▸ **Given information**
———

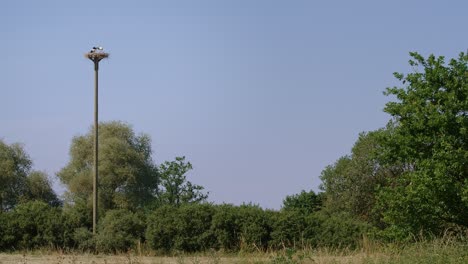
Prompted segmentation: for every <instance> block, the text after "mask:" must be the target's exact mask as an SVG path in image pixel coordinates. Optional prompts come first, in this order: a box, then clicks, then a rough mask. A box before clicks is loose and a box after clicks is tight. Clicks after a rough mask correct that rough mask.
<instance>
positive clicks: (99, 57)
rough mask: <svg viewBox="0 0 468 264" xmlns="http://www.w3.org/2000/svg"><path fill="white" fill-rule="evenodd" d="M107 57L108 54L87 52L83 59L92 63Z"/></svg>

———

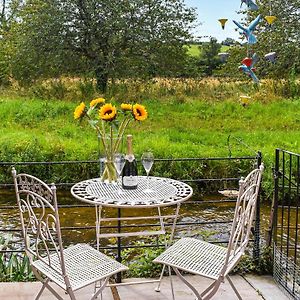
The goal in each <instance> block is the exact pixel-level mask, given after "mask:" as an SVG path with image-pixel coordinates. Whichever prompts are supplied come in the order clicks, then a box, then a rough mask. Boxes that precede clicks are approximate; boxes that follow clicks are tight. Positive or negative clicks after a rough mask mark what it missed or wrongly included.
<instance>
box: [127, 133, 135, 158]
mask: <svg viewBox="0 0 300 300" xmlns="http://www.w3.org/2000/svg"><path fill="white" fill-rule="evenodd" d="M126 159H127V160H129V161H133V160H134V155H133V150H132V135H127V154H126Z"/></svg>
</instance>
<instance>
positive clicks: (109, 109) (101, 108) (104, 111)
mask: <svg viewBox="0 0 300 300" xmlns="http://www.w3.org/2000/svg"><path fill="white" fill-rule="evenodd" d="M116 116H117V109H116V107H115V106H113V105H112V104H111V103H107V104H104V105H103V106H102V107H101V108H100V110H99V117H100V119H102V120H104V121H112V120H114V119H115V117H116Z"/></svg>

———

▸ **The task**
Select every line of the records that contains the string "path", and copy each one. Matching is case-sensitive.

▸ **Written answer**
Prompted segmentation: for every <instance> block, the text after "mask:" must be the target's exact mask as an SVG path in image pixel coordinates. Optional prompts come first, in this order: a box, then clicks, then a rough mask. A box before clicks is loose and a box after clicks is tight. Clicks after a rough mask correct that rough mask.
rough mask: <svg viewBox="0 0 468 264" xmlns="http://www.w3.org/2000/svg"><path fill="white" fill-rule="evenodd" d="M107 57L108 54L87 52L83 59L92 63Z"/></svg>
The goal in each <instance> block is the exact pixel-level mask, given after "mask:" as an SVG path with image-pixel coordinates. Whichever prompts are supplied come in the order clicks, then a box, then a rough mask. Boxes that precede clicks are approximate; boxes that follow clicks are tight. Positive or negative clicks after a rough mask mark what it missed or wrongly included.
mask: <svg viewBox="0 0 300 300" xmlns="http://www.w3.org/2000/svg"><path fill="white" fill-rule="evenodd" d="M126 159H127V160H129V161H133V160H134V155H133V150H132V135H127V154H126Z"/></svg>
mask: <svg viewBox="0 0 300 300" xmlns="http://www.w3.org/2000/svg"><path fill="white" fill-rule="evenodd" d="M116 116H117V109H116V107H115V106H113V105H112V104H111V103H107V104H104V105H103V106H102V107H101V108H100V110H99V117H100V119H102V120H104V121H112V120H114V119H115V117H116Z"/></svg>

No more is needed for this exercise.